%%

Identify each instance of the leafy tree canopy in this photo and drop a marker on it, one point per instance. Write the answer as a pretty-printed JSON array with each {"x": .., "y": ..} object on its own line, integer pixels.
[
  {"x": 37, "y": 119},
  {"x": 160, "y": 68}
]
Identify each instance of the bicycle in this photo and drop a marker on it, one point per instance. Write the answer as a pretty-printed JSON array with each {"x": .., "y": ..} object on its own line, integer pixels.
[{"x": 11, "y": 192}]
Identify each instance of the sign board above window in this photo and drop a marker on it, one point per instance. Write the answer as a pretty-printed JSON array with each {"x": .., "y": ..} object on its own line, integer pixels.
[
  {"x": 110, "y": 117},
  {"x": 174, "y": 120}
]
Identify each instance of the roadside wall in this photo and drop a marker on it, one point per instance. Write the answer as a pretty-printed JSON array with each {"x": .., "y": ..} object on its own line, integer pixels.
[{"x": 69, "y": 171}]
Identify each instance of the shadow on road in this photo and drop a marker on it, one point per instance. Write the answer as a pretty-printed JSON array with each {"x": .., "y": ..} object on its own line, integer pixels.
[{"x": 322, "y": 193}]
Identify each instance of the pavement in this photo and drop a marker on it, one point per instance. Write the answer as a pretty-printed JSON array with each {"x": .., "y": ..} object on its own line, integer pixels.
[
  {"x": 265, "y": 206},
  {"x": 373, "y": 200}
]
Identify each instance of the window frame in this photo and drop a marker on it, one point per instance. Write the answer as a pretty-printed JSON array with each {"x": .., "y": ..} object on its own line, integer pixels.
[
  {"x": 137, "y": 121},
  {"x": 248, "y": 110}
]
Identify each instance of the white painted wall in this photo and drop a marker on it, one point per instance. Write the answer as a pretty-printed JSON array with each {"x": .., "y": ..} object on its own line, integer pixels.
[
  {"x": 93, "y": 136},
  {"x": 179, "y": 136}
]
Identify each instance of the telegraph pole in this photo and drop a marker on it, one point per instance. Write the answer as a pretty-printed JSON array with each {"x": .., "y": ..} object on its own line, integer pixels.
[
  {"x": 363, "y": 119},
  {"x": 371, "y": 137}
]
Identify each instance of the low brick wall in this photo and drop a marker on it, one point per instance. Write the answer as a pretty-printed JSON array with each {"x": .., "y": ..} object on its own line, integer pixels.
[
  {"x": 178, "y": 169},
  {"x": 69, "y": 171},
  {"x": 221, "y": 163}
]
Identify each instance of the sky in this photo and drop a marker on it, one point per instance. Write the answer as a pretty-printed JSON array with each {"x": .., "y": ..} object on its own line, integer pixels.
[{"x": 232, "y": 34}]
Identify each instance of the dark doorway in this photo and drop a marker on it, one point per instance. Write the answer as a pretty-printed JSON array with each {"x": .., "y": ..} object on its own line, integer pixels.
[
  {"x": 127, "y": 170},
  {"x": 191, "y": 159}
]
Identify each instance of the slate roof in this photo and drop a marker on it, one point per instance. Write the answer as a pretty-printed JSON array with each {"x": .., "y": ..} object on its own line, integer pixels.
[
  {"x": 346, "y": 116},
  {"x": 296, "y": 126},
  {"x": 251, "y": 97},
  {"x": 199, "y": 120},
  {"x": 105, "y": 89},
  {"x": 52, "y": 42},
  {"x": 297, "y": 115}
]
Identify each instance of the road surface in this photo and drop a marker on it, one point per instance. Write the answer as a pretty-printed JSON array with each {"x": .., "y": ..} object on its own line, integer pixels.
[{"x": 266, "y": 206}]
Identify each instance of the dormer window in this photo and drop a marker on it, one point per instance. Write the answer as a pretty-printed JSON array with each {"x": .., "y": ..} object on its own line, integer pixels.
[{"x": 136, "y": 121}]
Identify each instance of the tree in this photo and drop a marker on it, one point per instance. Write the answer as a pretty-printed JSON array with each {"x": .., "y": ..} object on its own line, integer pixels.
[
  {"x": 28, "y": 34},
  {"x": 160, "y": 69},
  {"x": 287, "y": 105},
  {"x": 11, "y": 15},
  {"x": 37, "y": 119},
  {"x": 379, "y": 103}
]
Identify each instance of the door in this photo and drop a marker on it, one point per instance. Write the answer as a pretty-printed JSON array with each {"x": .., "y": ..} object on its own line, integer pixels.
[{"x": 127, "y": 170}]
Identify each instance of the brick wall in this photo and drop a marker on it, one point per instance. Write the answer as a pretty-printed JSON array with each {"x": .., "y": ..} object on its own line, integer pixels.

%%

Aim of the task: Print the records above in full, exactly.

Answer for this exercise:
Identify each instance of the leafy tree canopy in this photo and drop a marker on it, one point per instance. Write the answer as a pretty-printed JSON array with each {"x": .., "y": ..} object on its own line, integer pixels.
[
  {"x": 37, "y": 119},
  {"x": 160, "y": 68}
]
Identify each instance of the bicycle in this photo and drop a marker on it, one point per instance. Write the answer as a pretty-printed JSON array with each {"x": .., "y": ..} object on its own line, integer pixels.
[{"x": 11, "y": 192}]
Identify each instance of the sign board above window in this photo and drop a marker on it, one point per instance. Write the answer as a pretty-printed JSON array with each {"x": .., "y": ..} object on its own line, integer pixels.
[
  {"x": 110, "y": 117},
  {"x": 174, "y": 120}
]
Identify each instance of the roadside wall in this photo and drop a marker on it, one point per instance. Write the answer as a pretty-printed JSON array with each {"x": .., "y": ..} object on its own line, integer pixels.
[{"x": 69, "y": 171}]
Identify each instance of the shadow on road in this photo and drop a marker on it, one point per instance. Write the answer as a pretty-printed JSON array with each {"x": .., "y": ..} object on its own line, integer pixels.
[{"x": 322, "y": 193}]
Identify each instance of the pavement in this photo and drop a marker on it, one point per instance. Write the answer as a pretty-printed JSON array with each {"x": .., "y": ..} object on its own line, integer pixels.
[
  {"x": 265, "y": 206},
  {"x": 373, "y": 200}
]
Identify each instance of the window frame in this photo and drop a marker on it, one point per instance. Write the answer as a pretty-printed JSON array with each {"x": .., "y": ..} object on its own line, integer pixels.
[
  {"x": 137, "y": 121},
  {"x": 248, "y": 110}
]
Identify each instance of the white painted wall in this photo and drop a marker on it, one point per instance. Write the answer as a pretty-printed JSON array with each {"x": .., "y": ..} object on its own line, integer pixels.
[
  {"x": 93, "y": 136},
  {"x": 179, "y": 136}
]
Identify each instance of the telegraph pole in this photo and drop a marker on it, one point per instance. Write the answer as a pretty-printed JSON array with each {"x": .., "y": ..} object on its own line, integer pixels.
[
  {"x": 363, "y": 119},
  {"x": 371, "y": 137}
]
Identify each instance of the low brick wall in this photo and drop a marker on it, one point per instance. Write the answer as a pretty-printed JSON array with each {"x": .., "y": ..} object on its own line, integer pixels.
[
  {"x": 178, "y": 169},
  {"x": 69, "y": 171},
  {"x": 221, "y": 163}
]
Identify each instance of the sky in this photo and drop a marker on it, one point per instance. Write the answer as a pretty-printed JSON array with each {"x": .., "y": ..} object on its own line, integer pixels.
[{"x": 232, "y": 34}]
Identify each instance of the dark doorway in this photo and drop a marker on it, one point per instance. Write the answer as a pretty-printed JSON array with each {"x": .., "y": ..} object on its own line, integer pixels.
[
  {"x": 127, "y": 170},
  {"x": 191, "y": 159}
]
Identify each instance of the slate roof in this photo and drop a marker on it, one point per instance. Write the answer as a pretty-printed JSON array with each {"x": .., "y": ..} object on its own line, integer pixels.
[
  {"x": 346, "y": 116},
  {"x": 296, "y": 126},
  {"x": 251, "y": 97},
  {"x": 199, "y": 120},
  {"x": 105, "y": 89},
  {"x": 52, "y": 42},
  {"x": 297, "y": 115}
]
Identify each instance of the road surface in this photo and drop a marker on it, one point per instance. Write the answer as a pretty-printed JSON array with each {"x": .., "y": ..} object on its own line, integer pixels.
[{"x": 266, "y": 206}]
Identify each instance of the dormer window in this photo and drop a marker on it, one point per instance. Write the answer as a pretty-printed JSON array with each {"x": .., "y": ..} object on its own line, integer pixels.
[{"x": 136, "y": 121}]
Identify each instance of the tree in this photo and drop a marker on it, one point per instance. Write the answer as a pretty-printed JSON array with each {"x": .., "y": ..} object on its own line, integer pixels.
[
  {"x": 28, "y": 34},
  {"x": 160, "y": 69},
  {"x": 287, "y": 105},
  {"x": 11, "y": 15},
  {"x": 37, "y": 119},
  {"x": 379, "y": 103}
]
Identify each instance of the door in this photo and drop a marker on it, one point per instance. Write the answer as a pretty-printed JSON array with each {"x": .., "y": ..} object on its own line, integer pixels.
[{"x": 127, "y": 170}]
Identify each instance of the brick wall in this photo and drop a marker on it, one point per instance. Write the answer as a pretty-printed JSON array with each {"x": .., "y": ..} object on its own line, integer pixels.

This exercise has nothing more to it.